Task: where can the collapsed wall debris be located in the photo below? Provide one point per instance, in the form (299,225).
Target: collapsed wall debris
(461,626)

::::::::

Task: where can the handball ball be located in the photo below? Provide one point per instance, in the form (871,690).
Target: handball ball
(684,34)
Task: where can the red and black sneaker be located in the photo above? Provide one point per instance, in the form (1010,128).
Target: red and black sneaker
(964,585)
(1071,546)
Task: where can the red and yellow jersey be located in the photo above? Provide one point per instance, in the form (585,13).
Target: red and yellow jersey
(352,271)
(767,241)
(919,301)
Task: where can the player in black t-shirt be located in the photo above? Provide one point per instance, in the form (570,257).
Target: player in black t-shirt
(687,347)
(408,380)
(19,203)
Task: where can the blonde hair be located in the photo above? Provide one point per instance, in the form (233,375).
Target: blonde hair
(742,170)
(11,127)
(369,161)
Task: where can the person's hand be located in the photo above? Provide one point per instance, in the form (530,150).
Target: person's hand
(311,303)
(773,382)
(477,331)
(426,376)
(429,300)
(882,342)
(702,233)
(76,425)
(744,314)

::::::::

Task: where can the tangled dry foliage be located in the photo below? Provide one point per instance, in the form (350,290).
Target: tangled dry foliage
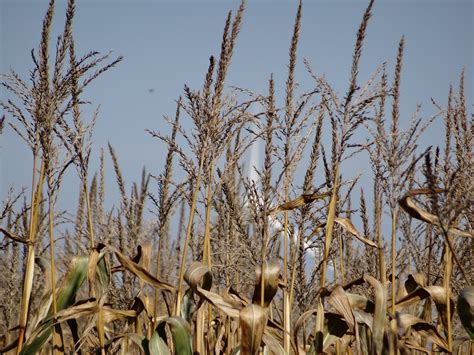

::::::::

● YOUR GOAL: Copy the entries above without any changes, from the line containing "Task: where can the tangled" through the line containing "Target: tangled dry foliage", and include both of those lines.

● THE SOLUTION:
Task: where can the tangled dry foliage be located in the photo below? Provide one point per instance, in the form (350,290).
Target: tangled dry foliage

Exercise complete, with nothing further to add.